RECORD EXCERPTS
◆ ◆ ◆ ◆ ◆

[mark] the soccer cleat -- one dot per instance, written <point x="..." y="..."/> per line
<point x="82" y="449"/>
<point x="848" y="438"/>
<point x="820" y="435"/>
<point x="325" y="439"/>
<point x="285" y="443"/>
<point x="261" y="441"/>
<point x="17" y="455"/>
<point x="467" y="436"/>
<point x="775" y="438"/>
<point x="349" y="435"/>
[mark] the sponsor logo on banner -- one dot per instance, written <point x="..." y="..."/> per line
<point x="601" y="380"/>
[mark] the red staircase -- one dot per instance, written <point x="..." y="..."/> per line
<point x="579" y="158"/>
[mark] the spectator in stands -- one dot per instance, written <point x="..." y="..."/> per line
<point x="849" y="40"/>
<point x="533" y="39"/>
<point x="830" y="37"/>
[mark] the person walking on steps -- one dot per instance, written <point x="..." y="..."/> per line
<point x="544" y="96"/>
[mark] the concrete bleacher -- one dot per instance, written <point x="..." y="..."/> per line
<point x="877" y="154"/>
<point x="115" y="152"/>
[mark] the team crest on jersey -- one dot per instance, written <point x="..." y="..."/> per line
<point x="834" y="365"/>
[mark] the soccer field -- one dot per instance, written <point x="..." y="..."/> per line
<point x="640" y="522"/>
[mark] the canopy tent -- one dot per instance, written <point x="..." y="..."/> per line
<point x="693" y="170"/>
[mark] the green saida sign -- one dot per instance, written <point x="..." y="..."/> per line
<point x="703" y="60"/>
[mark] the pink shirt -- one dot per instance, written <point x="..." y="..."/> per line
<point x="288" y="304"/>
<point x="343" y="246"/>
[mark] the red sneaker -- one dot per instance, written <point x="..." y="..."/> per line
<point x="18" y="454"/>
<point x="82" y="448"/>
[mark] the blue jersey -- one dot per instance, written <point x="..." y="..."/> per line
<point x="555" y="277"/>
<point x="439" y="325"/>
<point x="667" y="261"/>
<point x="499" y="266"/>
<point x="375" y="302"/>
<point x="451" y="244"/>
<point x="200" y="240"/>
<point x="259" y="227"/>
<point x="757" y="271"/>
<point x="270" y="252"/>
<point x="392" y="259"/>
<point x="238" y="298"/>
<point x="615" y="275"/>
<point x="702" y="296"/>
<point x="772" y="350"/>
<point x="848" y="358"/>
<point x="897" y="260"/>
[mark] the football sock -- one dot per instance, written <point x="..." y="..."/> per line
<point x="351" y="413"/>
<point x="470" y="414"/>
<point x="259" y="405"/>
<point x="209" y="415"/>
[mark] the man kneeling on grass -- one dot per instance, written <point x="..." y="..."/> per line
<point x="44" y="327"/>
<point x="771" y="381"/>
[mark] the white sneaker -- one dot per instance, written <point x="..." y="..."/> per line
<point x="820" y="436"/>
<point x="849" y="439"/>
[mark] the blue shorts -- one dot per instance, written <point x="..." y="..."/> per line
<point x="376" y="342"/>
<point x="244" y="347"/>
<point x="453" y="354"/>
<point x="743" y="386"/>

◆ ◆ ◆ ◆ ◆

PROBLEM DETAILS
Using the listing above, return exactly, and only, the lines from the one that contains "[mark] the blue shorts" through its last line, both included.

TASK OUTPUT
[mark] the blue shorts -- one dot per instance, written <point x="..." y="..."/> per line
<point x="376" y="342"/>
<point x="244" y="347"/>
<point x="453" y="354"/>
<point x="743" y="386"/>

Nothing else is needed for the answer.